- [TEXT PROVIDED]:
Bobby Shew (born March 4, 1941) is an American jazz trumpet and flugelhorn player.

Biography
He was born in Albuquerque, New Mexico, United States. After leaving college in 1960, Shew was drafted into the U.S. Army and played trumpet and toured with the NORAD joint forces band stationed in Colorado Springs.  After leaving the Army, Shew joined Tommy Dorsey's band and then played with the Woody Herman and then the Buddy Rich big bands in the mid-to-late 1960s. He was a trumpeter in Tom Jones's band while in Las Vegas, and is featured on his 1971 live album Live at Caesar's Palace. In 1972, Shew moved from Las Vegas to Los Angeles, where he did much studio work as well as play with some of the top big bands of the era through the end of the 1970s: Akiyoshi/Tabackin, Louis Bellson, Maynard Ferguson, and others.  In addition to playing on several notable big band recordings starting in the 1960s, Shew recorded several albums as leader, starting with Debut in 1978.

Shew has mentored jazz musicians in New Mexico, and has led the Albuquerque Jazz Orchestra. He has taught a two-week workshop for high school students at the Skidmore Summer Jazz Institute in Saratoga Springs, New York. Shew also performs and teaches worldwide, including a two-week residency at the Graz University of Music in Austria in 2017. He has taught at leading European music schools in Austria, Germany, the Netherlands, Switzerland and also in Canada.

Dataset records
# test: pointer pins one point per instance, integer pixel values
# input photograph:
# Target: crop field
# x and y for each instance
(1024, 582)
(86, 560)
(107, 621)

- [EXERCISES]:
[1] Transcribe the Bobby Shew biography in full, with no changes.
[2] Restate the dataset records above word for word, covering every line.

- [SET OF ANSWERS]:
[1]
Bobby Shew (born March 4, 1941) is an American jazz trumpet and flugelhorn player.

Biography
He was born in Albuquerque, New Mexico, United States. After leaving college in 1960, Shew was drafted into the U.S. Army and played trumpet and toured with the NORAD joint forces band stationed in Colorado Springs.  After leaving the Army, Shew joined Tommy Dorsey's band and then played with the Woody Herman and then the Buddy Rich big bands in the mid-to-late 1960s. He was a trumpeter in Tom Jones's band while in Las Vegas, and is featured on his 1971 live album Live at Caesar's Palace. In 1972, Shew moved from Las Vegas to Los Angeles, where he did much studio work as well as play with some of the top big bands of the era through the end of the 1970s: Akiyoshi/Tabackin, Louis Bellson, Maynard Ferguson, and others.  In addition to playing on several notable big band recordings starting in the 1960s, Shew recorded several albums as leader, starting with Debut in 1978.

Shew has mentored jazz musicians in New Mexico, and has led the Albuquerque Jazz Orchestra. He has taught a two-week workshop for high school students at the Skidmore Summer Jazz Institute in Saratoga Springs, New York. Shew also performs and teaches worldwide, including a two-week residency at the Graz University of Music in Austria in 2017. He has taught at leading European music schools in Austria, Germany, the Netherlands, Switzerland and also in Canada.

[2]
# test: pointer pins one point per instance, integer pixel values
# input photograph:
# Target: crop field
# x and y for each instance
(1024, 582)
(86, 560)
(107, 621)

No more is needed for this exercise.